#### Given records:
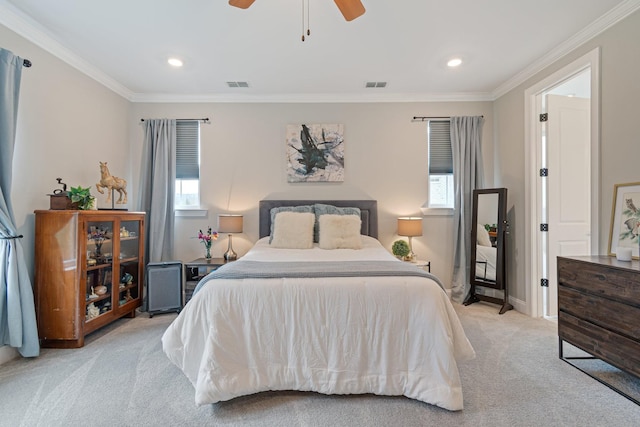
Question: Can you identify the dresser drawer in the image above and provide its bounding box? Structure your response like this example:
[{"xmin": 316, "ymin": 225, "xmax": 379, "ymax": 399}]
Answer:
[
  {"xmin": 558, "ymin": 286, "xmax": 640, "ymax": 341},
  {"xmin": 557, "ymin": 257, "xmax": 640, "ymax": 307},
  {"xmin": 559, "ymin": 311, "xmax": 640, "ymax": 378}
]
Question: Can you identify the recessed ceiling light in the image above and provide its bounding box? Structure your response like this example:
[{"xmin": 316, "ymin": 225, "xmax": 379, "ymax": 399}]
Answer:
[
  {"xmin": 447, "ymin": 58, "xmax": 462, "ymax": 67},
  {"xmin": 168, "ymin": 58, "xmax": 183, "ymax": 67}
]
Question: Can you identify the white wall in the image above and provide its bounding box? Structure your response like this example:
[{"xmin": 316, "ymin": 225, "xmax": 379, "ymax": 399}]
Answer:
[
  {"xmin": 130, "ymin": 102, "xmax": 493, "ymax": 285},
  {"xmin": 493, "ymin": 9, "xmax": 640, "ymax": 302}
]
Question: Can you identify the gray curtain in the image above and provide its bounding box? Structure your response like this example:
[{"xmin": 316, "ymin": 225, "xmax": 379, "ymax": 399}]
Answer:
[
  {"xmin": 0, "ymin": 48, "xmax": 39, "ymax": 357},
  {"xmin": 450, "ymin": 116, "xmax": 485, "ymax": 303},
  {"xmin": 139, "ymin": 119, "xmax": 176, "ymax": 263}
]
==
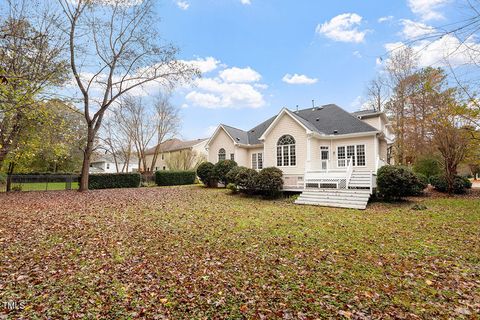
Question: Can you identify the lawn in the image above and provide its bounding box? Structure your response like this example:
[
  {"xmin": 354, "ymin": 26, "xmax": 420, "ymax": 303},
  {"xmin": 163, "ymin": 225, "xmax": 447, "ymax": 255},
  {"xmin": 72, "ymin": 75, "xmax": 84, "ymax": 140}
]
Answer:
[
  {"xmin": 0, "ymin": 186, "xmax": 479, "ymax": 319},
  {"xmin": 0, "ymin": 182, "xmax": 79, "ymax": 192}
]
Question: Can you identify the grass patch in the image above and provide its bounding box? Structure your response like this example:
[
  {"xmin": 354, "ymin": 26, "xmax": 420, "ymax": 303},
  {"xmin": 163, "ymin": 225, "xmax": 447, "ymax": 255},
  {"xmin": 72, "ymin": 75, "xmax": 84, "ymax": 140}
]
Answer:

#### Your task:
Copy every line from the records above that contains the word "provide".

#### Problem solution:
Question: Can you identify the dresser drawer in the image above and provide its bounding box? Structure your response like this example:
Question: Can you identify the recessed ceiling light in the image above and provide its bounding box? Structure your response like this example:
Question: Can you identify the white wall in the image above and provide its bounding box? Structure your response like this example:
Question: Can you identify the gray curtain in the image above and provide its bounding box? Structure your response like this example:
Question: Can you identify the lawn in the image above and provide its bounding box? Structure your response like this example:
Question: Can you identify the grass patch in the image above and provide its bounding box? Structure your response like this example:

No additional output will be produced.